Required work
Reproduce the data below with "dress shoe" swapped for "loafer", keeping every other part unchanged.
>> BEGIN Material shown
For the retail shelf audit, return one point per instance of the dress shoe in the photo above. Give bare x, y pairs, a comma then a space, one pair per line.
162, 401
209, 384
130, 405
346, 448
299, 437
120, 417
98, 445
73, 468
>> END Material shown
Finished task
For the retail shelf audit, return one point per instance of the loafer in the photo above. Give bare x, y pairs, a comma then a space, one pair per line.
162, 401
209, 384
130, 405
346, 448
299, 437
120, 417
98, 445
73, 468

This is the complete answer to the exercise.